### Detalhes da tarefa:
Responda com base no trecho sobre as reduções do Guairá:
1. Quantas reduções Chmyz identificou em território paranaense?
2. Quais padres fundaram Nossa Senhora de Loreto?
3. Qual era a população dessa redução?

### Trecho do texto:
════

É preciso separar o modelo ideal das
reduções-- definido a partir da generalização da sua sesquicentenária
experiência histórica -- de como elas efetivamente se apresentaram no Guairá,
que constitui o início dessa experiência (os seus primeiros vinte anos).
Nesse
sentido, os estudos de Chmyz apontam, a meu ver, para o caminho mais
conveniente a ser seguido, em que se alia a investigação histórica à pesquisa
arqueológica em território paranaense. Chmyz identificou quinze reduções
estabelecidas em tal território, junto aos seus principais rios, localizando-as
provisoriamente, até que se aprofundem as pesquisas 164. São as relacionadas abaixo (e referidas nos
mapas nºs 5 e 6). Ao lado do seu nome, incluí, sucintamente, as informações
mais relevantes sobre cada uma delas, extraídas do trabalho citado de Chmyz, quando
não mencionada outra fonte, que complementa tais informações:
1. Nossa Senhora de Loreto- fundada em 1610 pelos
padres José Cataldino e Simão Maceta à margem esquerda do rio Paranapanema,
pouco adiante da foz do rio Pirapó; população: 2.000 índios; município de
Itaguajé. Em pesquisas no local, Chmyz constatou restos das paredes de taipa,
cacos de telhas goivas “que outrora cobriam as habitações, além de
fragmentos de recipientes de barro, utilizados pelos seus moradores desde 1610” (p.78)

════

### Linhas de dados:

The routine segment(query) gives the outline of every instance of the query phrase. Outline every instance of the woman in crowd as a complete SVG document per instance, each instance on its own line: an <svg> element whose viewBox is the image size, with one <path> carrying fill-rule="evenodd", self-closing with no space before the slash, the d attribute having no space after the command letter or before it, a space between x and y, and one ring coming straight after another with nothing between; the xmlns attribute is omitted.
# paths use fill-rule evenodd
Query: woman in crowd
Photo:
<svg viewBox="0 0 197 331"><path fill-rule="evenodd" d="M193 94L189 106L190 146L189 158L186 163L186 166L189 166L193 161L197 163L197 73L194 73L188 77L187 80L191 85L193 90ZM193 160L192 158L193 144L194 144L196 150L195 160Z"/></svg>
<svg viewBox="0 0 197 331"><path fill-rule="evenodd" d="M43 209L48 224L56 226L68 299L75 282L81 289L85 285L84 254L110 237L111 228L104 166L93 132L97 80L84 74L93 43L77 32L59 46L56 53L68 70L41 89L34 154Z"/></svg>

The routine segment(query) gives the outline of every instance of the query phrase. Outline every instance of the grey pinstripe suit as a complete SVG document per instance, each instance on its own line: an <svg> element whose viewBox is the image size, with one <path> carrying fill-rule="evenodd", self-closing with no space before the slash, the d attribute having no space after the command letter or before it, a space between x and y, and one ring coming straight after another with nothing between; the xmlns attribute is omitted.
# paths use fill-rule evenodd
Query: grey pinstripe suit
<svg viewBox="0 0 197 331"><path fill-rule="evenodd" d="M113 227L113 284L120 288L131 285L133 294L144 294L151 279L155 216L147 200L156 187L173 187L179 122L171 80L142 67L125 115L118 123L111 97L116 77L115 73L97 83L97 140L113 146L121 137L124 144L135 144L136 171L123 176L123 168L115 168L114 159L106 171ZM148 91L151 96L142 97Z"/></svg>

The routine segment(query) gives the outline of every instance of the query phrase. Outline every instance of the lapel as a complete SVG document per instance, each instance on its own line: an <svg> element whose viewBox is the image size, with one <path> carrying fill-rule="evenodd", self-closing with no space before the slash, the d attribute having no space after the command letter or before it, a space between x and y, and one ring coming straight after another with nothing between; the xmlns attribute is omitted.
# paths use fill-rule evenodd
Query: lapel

════

### Resposta escrita:
1. Quinze.
2. José Cataldino e Simão Maceta.
3. 2.000 índios.